EXERCISE TASK. Retype the passage on the doctrine of merger word for word.
═════ ARTICLE
This Court applied the same principle in Reg v Unger [1977] 2 NSWLR 990, where the applicant had been convicted of selling Indian hemp pursuant to a provision under the Poisons Act which deemed possession of in excess of a prescribed quantity of a drug of addiction to amount to possession for supply or sale. Street CJ, with whom Begg and Ash JJ agreed, proceeded on the basis that the regulation prescribing the quantity was invalid and had not been validated retrospectively by the remedial legislation (at 996B). The Chief Justice said that there was no taint necessarily introduced into the conviction by reason of the subsequent finding that the regulation on which it depended was invalid. That was a consequence of the doctrine of merger, as explained by Dixon J in Victorian Stevedoring and General Contracting Co Pty Ltd and Meakes v Dignan (1931) 46 CLR 73 at 106 (another conviction permitted to stand notwithstanding it was based upon a disallowed regulation). Gageler J referred to the same doctrine as underpinning the independent legal force possessed by judicial orders in State of NSW v Kable [2013] HCA 26; (2013) 87 ALJR 737 at [53] (another case where a man was imprisoned pursuant to orders which would never have been made had the judges at first instance and on appeal correctly determined that the Community Protection Act 1994 was invalid).
══════════
═════ INFORMATION PROVIDED
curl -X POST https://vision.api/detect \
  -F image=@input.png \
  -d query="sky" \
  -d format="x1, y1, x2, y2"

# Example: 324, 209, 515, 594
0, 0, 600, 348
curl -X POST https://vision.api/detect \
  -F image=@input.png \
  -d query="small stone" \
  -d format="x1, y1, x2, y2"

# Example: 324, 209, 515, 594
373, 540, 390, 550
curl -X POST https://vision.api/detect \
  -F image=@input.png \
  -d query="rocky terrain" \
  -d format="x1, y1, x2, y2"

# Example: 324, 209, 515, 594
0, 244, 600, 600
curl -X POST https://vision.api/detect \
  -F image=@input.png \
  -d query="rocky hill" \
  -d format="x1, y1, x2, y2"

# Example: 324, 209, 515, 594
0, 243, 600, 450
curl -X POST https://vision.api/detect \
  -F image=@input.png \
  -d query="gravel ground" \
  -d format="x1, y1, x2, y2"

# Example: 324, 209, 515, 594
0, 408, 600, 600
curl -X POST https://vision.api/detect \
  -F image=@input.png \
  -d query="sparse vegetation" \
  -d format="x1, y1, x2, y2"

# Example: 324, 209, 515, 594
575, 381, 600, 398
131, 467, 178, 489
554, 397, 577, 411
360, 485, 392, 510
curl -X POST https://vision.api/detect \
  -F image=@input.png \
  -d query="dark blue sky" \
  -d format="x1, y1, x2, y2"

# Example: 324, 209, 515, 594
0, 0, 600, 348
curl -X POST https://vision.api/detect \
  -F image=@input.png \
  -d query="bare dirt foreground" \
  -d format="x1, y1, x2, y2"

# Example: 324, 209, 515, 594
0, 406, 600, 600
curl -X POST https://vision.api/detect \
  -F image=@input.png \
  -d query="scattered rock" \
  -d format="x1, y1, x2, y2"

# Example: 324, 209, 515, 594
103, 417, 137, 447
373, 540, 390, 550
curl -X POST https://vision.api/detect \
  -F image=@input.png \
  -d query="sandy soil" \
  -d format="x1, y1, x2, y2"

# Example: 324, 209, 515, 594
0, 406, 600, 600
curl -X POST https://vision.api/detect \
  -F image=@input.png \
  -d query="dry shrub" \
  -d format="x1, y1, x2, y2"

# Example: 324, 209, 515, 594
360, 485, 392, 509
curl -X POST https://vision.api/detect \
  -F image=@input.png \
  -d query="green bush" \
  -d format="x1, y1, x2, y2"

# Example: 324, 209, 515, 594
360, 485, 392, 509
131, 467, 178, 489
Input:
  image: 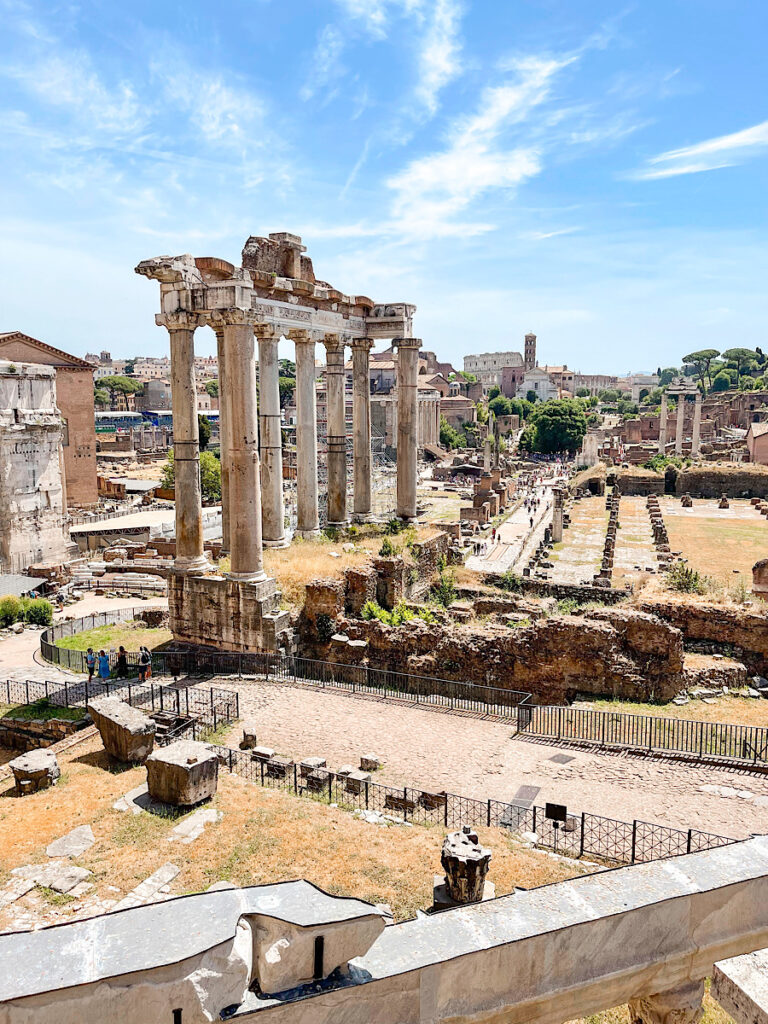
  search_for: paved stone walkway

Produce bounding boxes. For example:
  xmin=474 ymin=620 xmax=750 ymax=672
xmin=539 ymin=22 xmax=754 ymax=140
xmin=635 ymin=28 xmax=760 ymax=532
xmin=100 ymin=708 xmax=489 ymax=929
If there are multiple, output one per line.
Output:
xmin=228 ymin=679 xmax=768 ymax=838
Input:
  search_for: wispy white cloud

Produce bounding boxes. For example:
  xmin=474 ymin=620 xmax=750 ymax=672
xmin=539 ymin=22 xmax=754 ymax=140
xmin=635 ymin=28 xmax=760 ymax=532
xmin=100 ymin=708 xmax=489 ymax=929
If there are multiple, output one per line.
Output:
xmin=299 ymin=25 xmax=344 ymax=100
xmin=416 ymin=0 xmax=462 ymax=114
xmin=627 ymin=121 xmax=768 ymax=181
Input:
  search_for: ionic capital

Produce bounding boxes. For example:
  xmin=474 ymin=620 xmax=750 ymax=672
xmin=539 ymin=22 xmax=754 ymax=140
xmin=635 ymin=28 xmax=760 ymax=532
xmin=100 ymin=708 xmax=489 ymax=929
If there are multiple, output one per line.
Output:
xmin=205 ymin=306 xmax=258 ymax=331
xmin=323 ymin=334 xmax=344 ymax=354
xmin=253 ymin=324 xmax=281 ymax=341
xmin=288 ymin=327 xmax=314 ymax=345
xmin=348 ymin=338 xmax=376 ymax=352
xmin=155 ymin=309 xmax=201 ymax=331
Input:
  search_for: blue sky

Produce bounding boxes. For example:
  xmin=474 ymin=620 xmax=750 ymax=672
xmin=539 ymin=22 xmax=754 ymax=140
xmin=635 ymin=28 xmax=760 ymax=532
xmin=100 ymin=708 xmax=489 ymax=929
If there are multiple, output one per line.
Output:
xmin=0 ymin=0 xmax=768 ymax=372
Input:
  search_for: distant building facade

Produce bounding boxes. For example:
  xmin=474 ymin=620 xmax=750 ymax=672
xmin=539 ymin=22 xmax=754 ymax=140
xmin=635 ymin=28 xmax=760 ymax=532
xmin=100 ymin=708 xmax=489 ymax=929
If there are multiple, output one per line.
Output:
xmin=0 ymin=331 xmax=98 ymax=508
xmin=0 ymin=361 xmax=73 ymax=573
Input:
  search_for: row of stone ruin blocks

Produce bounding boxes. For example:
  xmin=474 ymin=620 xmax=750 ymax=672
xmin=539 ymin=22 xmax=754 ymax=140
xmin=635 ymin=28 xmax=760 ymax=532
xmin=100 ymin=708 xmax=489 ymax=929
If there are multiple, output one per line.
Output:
xmin=593 ymin=485 xmax=622 ymax=589
xmin=645 ymin=495 xmax=671 ymax=569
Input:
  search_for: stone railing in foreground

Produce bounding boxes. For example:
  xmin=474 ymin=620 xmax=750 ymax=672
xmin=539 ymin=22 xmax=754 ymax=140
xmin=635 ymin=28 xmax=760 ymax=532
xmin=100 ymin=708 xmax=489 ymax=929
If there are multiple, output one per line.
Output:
xmin=0 ymin=837 xmax=768 ymax=1024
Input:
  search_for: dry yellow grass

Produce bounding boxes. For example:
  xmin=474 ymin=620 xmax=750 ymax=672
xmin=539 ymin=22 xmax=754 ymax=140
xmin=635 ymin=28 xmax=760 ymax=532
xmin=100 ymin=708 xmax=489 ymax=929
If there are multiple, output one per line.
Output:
xmin=0 ymin=737 xmax=590 ymax=927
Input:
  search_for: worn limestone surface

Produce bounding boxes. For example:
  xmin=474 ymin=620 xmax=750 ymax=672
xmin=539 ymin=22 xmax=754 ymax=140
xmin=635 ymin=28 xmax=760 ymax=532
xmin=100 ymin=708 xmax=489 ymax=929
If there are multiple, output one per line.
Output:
xmin=88 ymin=697 xmax=156 ymax=764
xmin=146 ymin=739 xmax=219 ymax=807
xmin=315 ymin=607 xmax=683 ymax=703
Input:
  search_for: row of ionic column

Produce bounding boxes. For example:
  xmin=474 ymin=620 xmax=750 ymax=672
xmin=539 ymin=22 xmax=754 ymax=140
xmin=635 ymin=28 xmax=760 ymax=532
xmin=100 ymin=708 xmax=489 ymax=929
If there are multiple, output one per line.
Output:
xmin=158 ymin=308 xmax=421 ymax=583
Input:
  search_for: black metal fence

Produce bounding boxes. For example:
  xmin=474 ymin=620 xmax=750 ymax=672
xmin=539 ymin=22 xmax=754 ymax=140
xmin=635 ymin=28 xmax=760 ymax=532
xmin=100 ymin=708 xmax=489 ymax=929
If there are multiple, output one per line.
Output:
xmin=169 ymin=727 xmax=737 ymax=864
xmin=516 ymin=703 xmax=768 ymax=765
xmin=0 ymin=679 xmax=240 ymax=729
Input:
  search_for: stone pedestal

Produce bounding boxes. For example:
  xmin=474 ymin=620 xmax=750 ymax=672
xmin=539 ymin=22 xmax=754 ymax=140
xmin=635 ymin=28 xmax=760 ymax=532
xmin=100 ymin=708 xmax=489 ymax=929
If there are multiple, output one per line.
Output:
xmin=8 ymin=750 xmax=61 ymax=797
xmin=392 ymin=338 xmax=422 ymax=520
xmin=629 ymin=981 xmax=705 ymax=1024
xmin=323 ymin=334 xmax=348 ymax=526
xmin=288 ymin=330 xmax=319 ymax=539
xmin=351 ymin=338 xmax=374 ymax=522
xmin=440 ymin=825 xmax=492 ymax=903
xmin=88 ymin=697 xmax=156 ymax=764
xmin=146 ymin=739 xmax=219 ymax=807
xmin=255 ymin=324 xmax=288 ymax=548
xmin=155 ymin=312 xmax=211 ymax=572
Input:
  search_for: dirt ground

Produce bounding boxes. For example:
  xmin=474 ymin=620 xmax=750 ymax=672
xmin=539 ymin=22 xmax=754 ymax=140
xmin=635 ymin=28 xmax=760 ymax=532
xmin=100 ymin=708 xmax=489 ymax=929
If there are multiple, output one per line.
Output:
xmin=221 ymin=680 xmax=768 ymax=838
xmin=0 ymin=736 xmax=594 ymax=929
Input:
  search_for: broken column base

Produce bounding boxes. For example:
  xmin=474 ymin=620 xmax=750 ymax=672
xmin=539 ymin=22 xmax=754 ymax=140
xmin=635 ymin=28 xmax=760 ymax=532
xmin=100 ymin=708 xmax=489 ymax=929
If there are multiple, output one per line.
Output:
xmin=168 ymin=572 xmax=291 ymax=651
xmin=432 ymin=874 xmax=496 ymax=910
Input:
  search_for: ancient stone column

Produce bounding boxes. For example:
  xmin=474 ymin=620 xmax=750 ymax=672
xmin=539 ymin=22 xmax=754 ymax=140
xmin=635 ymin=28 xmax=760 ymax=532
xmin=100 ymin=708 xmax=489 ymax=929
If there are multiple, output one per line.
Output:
xmin=155 ymin=312 xmax=211 ymax=573
xmin=254 ymin=324 xmax=288 ymax=548
xmin=214 ymin=308 xmax=266 ymax=583
xmin=323 ymin=334 xmax=349 ymax=526
xmin=214 ymin=327 xmax=231 ymax=554
xmin=288 ymin=329 xmax=319 ymax=539
xmin=690 ymin=391 xmax=701 ymax=459
xmin=350 ymin=338 xmax=374 ymax=522
xmin=392 ymin=338 xmax=421 ymax=519
xmin=629 ymin=980 xmax=705 ymax=1024
xmin=658 ymin=391 xmax=669 ymax=455
xmin=675 ymin=394 xmax=685 ymax=455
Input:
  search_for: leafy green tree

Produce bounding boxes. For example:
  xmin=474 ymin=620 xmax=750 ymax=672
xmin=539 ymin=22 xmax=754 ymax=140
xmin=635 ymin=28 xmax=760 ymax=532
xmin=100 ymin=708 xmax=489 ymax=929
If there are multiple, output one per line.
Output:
xmin=278 ymin=376 xmax=296 ymax=409
xmin=723 ymin=348 xmax=758 ymax=383
xmin=683 ymin=348 xmax=720 ymax=388
xmin=160 ymin=452 xmax=221 ymax=502
xmin=198 ymin=416 xmax=211 ymax=452
xmin=523 ymin=398 xmax=587 ymax=453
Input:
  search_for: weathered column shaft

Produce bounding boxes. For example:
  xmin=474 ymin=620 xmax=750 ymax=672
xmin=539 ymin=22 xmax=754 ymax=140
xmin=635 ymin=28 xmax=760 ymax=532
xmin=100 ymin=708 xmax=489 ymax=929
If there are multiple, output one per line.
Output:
xmin=351 ymin=338 xmax=374 ymax=522
xmin=690 ymin=391 xmax=701 ymax=459
xmin=255 ymin=325 xmax=287 ymax=548
xmin=155 ymin=312 xmax=210 ymax=572
xmin=323 ymin=334 xmax=348 ymax=526
xmin=214 ymin=327 xmax=231 ymax=554
xmin=658 ymin=391 xmax=670 ymax=455
xmin=218 ymin=309 xmax=266 ymax=583
xmin=392 ymin=338 xmax=421 ymax=519
xmin=675 ymin=394 xmax=685 ymax=455
xmin=288 ymin=330 xmax=319 ymax=538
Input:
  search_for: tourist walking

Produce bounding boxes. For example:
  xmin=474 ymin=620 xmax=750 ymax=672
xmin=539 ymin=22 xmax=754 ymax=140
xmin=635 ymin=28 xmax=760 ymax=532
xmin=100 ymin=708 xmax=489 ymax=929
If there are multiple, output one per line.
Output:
xmin=138 ymin=647 xmax=152 ymax=683
xmin=117 ymin=644 xmax=128 ymax=679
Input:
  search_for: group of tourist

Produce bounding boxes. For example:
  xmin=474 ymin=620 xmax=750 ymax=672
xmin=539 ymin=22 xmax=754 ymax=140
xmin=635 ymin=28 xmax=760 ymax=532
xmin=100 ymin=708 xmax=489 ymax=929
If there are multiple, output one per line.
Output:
xmin=85 ymin=644 xmax=152 ymax=683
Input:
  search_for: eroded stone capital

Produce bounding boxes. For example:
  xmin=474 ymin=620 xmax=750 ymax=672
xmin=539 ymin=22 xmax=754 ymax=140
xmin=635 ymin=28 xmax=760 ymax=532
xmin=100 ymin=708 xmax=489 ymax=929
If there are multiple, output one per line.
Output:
xmin=155 ymin=309 xmax=201 ymax=331
xmin=629 ymin=981 xmax=705 ymax=1024
xmin=205 ymin=306 xmax=258 ymax=331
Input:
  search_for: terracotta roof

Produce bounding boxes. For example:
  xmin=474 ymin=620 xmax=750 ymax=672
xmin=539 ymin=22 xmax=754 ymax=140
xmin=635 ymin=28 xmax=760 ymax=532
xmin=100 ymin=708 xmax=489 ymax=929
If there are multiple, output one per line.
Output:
xmin=0 ymin=331 xmax=96 ymax=370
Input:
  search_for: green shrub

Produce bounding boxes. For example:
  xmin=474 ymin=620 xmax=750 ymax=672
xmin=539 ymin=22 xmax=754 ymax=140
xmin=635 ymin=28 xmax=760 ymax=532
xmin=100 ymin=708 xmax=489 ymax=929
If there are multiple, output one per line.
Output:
xmin=667 ymin=561 xmax=709 ymax=594
xmin=25 ymin=597 xmax=53 ymax=626
xmin=0 ymin=594 xmax=23 ymax=626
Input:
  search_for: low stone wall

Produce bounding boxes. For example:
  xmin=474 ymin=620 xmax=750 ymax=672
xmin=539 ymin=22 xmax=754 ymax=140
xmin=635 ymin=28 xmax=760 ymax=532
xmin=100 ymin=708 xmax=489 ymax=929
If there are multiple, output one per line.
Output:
xmin=319 ymin=608 xmax=683 ymax=703
xmin=0 ymin=718 xmax=85 ymax=751
xmin=643 ymin=601 xmax=768 ymax=676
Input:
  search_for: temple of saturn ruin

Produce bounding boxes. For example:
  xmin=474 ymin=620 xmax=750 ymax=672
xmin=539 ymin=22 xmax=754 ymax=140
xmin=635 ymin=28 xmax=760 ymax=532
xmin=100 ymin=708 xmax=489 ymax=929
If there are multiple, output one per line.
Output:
xmin=136 ymin=232 xmax=421 ymax=650
xmin=0 ymin=836 xmax=768 ymax=1024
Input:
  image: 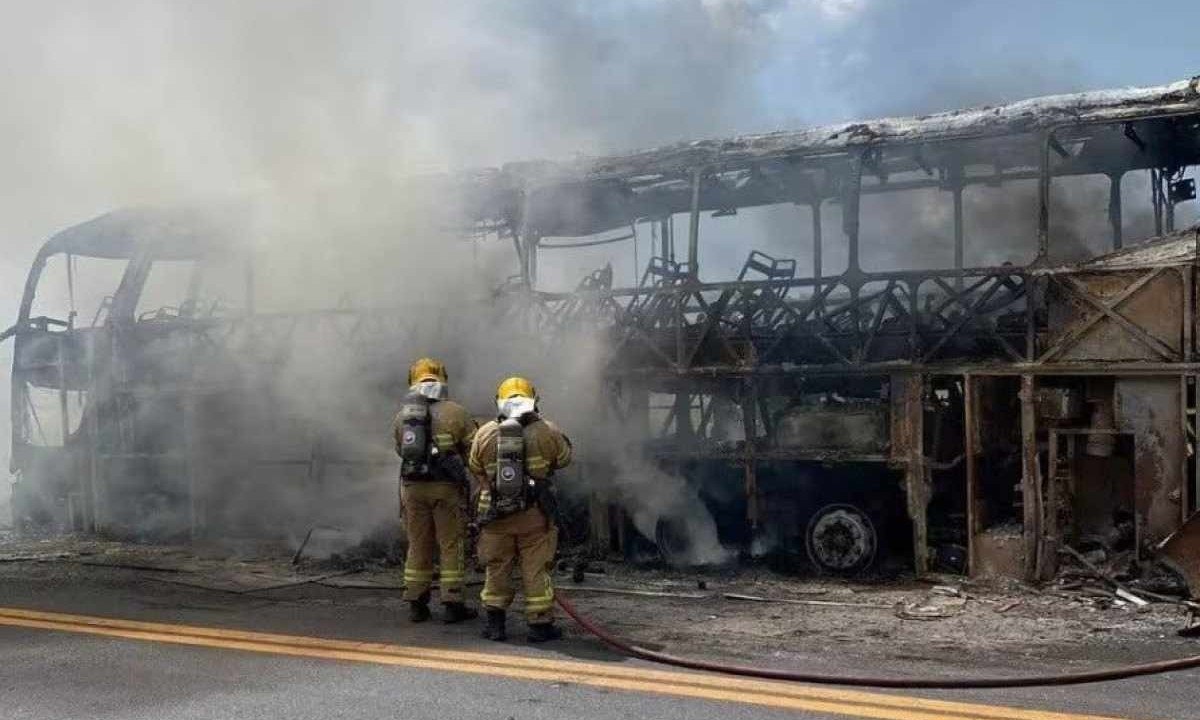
══════════
THE REPLY.
This Court applied the same principle in Reg v Unger [1977] 2 NSWLR 990, where the applicant had been convicted of selling Indian hemp pursuant to a provision under the Poisons Act which deemed possession of in excess of a prescribed quantity of a drug of addiction to amount to possession for supply or sale. Street CJ, with whom Begg and Ash JJ agreed, proceeded on the basis that the regulation prescribing the quantity was invalid and had not been validated retrospectively by the remedial legislation (at 996B). The Chief Justice said that there was no taint necessarily introduced into the conviction by reason of the subsequent finding that the regulation on which it depended was invalid. That was a consequence of the doctrine of merger, as explained by Dixon J in Victorian Stevedoring and General Contracting Co Pty Ltd and Meakes v Dignan (1931) 46 CLR 73 at 106 (another conviction permitted to stand notwithstanding it was based upon a disallowed regulation). Gageler J referred to the same doctrine as underpinning the independent legal force possessed by judicial orders in State of NSW v Kable [2013] HCA 26; (2013) 87 ALJR 737 at [53] (another case where a man was imprisoned pursuant to orders which would never have been made had the judges at first instance and on appeal correctly determined that the Community Protection Act 1994 was invalid).